● GIVEN INSTRUCTION 1: Edit the forum thread about system freezes by rewriting the part between "However, sometimes I" and "amounts of data.", inclusive, with "memory consumption" replaced by "RAM usage".

From what I see there i seriously doubt this is memory related. I also doubt it is overloading the cpu since you have 32 functional cores and they appear to be only lightly loaded with the reported frequencies.

More info would be needed and potentially the output of htop or iotop or top may give more info when the “freeze” seems to occur. That at least may show what process is using the most cpu times.

What i would be most concerned about is this nearly full btrfs file system which may dramatically affect system performance in some circumstances.

ID-1: / size: 929.93 GiB used: 776.38 GiB (83.5%) fs: btrfs
dev: /dev/nvme0n1p3
ID-4: /home size: 929.93 GiB used: 776.38 GiB (83.5%) fs: btrfs
dev: /dev/nvme0n1p3
1 Like

I am indeed not 100% sure that in each case it’s memory related, since I have no way of checking after the system freezes (tried ctrl+alt+F3, but even if it works, I get timed-out trying to log in).

However, sometimes I am 90% sure it’s memory related, because I am actively checking memory consumption because I am working with big amounts of data.

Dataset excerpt
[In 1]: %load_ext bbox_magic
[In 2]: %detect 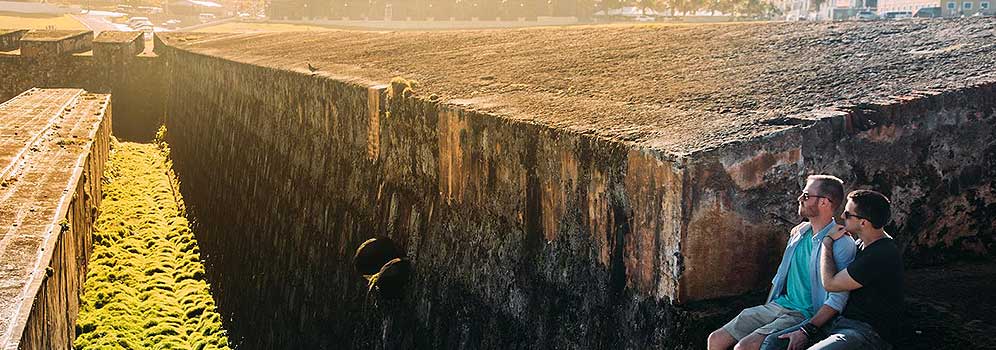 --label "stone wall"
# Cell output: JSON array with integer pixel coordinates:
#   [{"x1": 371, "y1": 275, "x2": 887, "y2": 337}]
[
  {"x1": 157, "y1": 42, "x2": 705, "y2": 349},
  {"x1": 3, "y1": 95, "x2": 112, "y2": 349},
  {"x1": 0, "y1": 31, "x2": 165, "y2": 142},
  {"x1": 157, "y1": 34, "x2": 996, "y2": 348}
]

● GIVEN INSTRUCTION 2: Extract every line of the listing that contains the string "Cell".

● TASK SOLUTION 1:
However, sometimes I am 90% sure it’s memory related, because I am actively checking RAM usage because I am working with big amounts of data.

● TASK SOLUTION 2:
# Cell output: JSON array with integer pixel coordinates:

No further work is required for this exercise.